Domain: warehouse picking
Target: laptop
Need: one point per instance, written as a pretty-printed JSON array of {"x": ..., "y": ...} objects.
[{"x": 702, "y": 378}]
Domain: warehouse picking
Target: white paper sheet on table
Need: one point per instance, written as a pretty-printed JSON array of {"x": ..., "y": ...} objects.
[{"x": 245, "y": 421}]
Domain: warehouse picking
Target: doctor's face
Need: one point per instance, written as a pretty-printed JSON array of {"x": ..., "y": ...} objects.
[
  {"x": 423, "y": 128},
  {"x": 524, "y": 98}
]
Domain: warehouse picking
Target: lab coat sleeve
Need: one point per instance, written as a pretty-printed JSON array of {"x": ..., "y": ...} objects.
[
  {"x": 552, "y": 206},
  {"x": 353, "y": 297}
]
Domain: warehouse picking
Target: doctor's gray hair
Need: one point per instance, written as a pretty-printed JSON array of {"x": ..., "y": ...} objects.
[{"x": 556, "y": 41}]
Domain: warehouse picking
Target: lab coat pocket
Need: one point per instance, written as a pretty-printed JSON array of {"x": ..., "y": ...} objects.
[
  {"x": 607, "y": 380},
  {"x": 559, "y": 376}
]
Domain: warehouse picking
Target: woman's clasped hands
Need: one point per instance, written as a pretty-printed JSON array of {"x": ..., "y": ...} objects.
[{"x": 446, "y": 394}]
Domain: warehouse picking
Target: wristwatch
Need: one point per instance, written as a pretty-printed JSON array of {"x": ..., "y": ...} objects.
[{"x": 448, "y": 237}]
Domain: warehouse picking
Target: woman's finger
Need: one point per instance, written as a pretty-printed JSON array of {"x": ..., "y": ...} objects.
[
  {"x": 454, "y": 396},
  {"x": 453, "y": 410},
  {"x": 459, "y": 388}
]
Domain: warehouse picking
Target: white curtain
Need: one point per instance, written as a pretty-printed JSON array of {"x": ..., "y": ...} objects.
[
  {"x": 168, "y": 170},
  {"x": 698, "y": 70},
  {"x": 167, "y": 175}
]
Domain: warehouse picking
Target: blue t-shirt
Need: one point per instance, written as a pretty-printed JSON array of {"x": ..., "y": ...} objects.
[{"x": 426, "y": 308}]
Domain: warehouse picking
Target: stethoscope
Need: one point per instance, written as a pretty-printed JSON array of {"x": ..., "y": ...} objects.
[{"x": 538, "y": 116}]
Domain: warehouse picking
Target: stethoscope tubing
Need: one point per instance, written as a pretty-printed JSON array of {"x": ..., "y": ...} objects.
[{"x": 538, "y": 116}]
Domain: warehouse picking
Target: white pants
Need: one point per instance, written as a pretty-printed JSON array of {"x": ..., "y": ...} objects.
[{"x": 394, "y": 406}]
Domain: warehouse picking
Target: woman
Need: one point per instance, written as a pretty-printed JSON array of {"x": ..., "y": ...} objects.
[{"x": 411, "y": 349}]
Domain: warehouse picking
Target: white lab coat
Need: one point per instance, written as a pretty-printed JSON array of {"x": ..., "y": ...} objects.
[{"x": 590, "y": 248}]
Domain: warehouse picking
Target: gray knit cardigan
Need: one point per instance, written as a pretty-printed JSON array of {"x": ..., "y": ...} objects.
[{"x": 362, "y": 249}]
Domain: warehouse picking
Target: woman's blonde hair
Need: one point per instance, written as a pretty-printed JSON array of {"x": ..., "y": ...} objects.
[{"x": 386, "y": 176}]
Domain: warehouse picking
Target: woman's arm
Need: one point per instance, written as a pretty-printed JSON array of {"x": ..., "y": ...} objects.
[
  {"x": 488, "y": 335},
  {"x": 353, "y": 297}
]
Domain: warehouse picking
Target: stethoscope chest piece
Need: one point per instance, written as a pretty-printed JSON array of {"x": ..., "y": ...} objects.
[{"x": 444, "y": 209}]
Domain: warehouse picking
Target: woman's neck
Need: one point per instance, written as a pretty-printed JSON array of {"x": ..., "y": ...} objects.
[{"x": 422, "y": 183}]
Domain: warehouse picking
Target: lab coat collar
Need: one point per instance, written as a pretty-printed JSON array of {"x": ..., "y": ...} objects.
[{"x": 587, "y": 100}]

--------

* What to produce *
All of the data shown above must be copied exactly.

* Correct output *
Domain: warehouse picking
Target: laptop
Need: one point per instance, written as a pretty-printed JSON array of {"x": ..., "y": ...} objects.
[{"x": 702, "y": 378}]
Domain: warehouse picking
Target: white paper sheet on table
Need: one point per instance, written as a pretty-printed JSON array of {"x": ..., "y": ...} objects.
[{"x": 245, "y": 421}]
Domain: warehouse picking
Target: doctor's face
Need: one point per instance, written as a pretty-printed JSON array of {"x": ..., "y": ...} objects.
[
  {"x": 423, "y": 128},
  {"x": 524, "y": 98}
]
Domain: warehouse picking
Target: lab coat sleeve
Need: one point per instance, written as a pretty-printed JSON array of {"x": ..., "y": ...} objects.
[
  {"x": 552, "y": 206},
  {"x": 353, "y": 297}
]
Domain: warehouse picking
Target: doctor's gray hair
Need: one point per instance, written as a pretty-printed JSON array of {"x": ..., "y": ...} objects.
[{"x": 556, "y": 41}]
Domain: warehouse picking
Target: lab coat pocket
Need: one point per instance, written as a pretty-printed JSON array of {"x": ..., "y": ...} objects.
[
  {"x": 607, "y": 380},
  {"x": 559, "y": 376}
]
Domain: warehouse picking
Target: woman's clasped hands
Need: one point per instance, written as a pretty-printed JSON array of {"x": ..., "y": ...} objects.
[{"x": 446, "y": 394}]
Domain: warehouse picking
Target: wristwatch
Need: one point per instance, written as a pretty-printed JSON array of {"x": ..., "y": ...} objects.
[{"x": 448, "y": 237}]
Domain: warehouse picking
Target: woman's finger
Need: one point per instance, written as a pretty-printed JSON array of {"x": ..., "y": ...} objects.
[
  {"x": 454, "y": 396},
  {"x": 453, "y": 410},
  {"x": 459, "y": 388}
]
Domain: warehouse picking
Target: white curtain
Need: one point per instance, written as a pretty-printed JSON array of {"x": ..., "y": ...} objects.
[
  {"x": 168, "y": 170},
  {"x": 698, "y": 70},
  {"x": 167, "y": 175}
]
Domain: warehouse picking
Target: blue t-shirt
Need: one point per instance, written as a pretty-printed JSON array of {"x": ..., "y": ...} objects.
[{"x": 426, "y": 308}]
Domain: warehouse picking
Target: stethoscope
Need: one point per instance, written as a pretty-printed JSON array of {"x": ..., "y": ...} objects.
[{"x": 538, "y": 116}]
Domain: warehouse picking
Target: stethoscope tubing
Need: one point per instance, written as a pretty-printed JSON array of {"x": ..., "y": ...} objects.
[{"x": 538, "y": 116}]
Domain: warehouse picking
Target: white pants
Need: one point per instance, written as a pretty-printed JSON array of {"x": ..., "y": ...} objects.
[{"x": 394, "y": 406}]
Domain: warehouse picking
Target: woman
Need: one point per instance, written as a pretty-printed JSON array of {"x": ..., "y": ...} objects.
[{"x": 411, "y": 349}]
Domain: warehouse picking
Target: white lab coat
Need: one point per instance, written as a pretty-printed JSON array of {"x": ..., "y": ...} objects.
[{"x": 590, "y": 248}]
Domain: warehouse picking
Target: gray knit cardigan
Need: one point per instance, written as a pretty-printed JSON array of {"x": ..., "y": ...} objects.
[{"x": 362, "y": 249}]
Domain: warehouse picking
Target: woman's blonde hair
Need: one point per instance, written as a pretty-printed JSON array of {"x": ..., "y": ...} objects.
[{"x": 386, "y": 176}]
Domain: warehouse picking
Target: woman's arm
Need: one point per instance, written as a pretty-printed JSON array of {"x": ..., "y": ...} objects.
[
  {"x": 488, "y": 335},
  {"x": 353, "y": 297}
]
Domain: warehouse picking
Target: stethoscope chest piece
Need: one point per instance, written as a pretty-printed JSON array of {"x": ..., "y": ...} objects.
[{"x": 444, "y": 209}]
Domain: warehouse picking
Target: woman's neck
Need: one point per instance, written as a pretty-printed JSON array of {"x": ..., "y": ...} objects.
[{"x": 422, "y": 183}]
Domain: warehouse picking
Target: lab coat collar
Need: one point per instance, written as a pretty-printed JSON array of {"x": ..., "y": ...} objects.
[{"x": 587, "y": 100}]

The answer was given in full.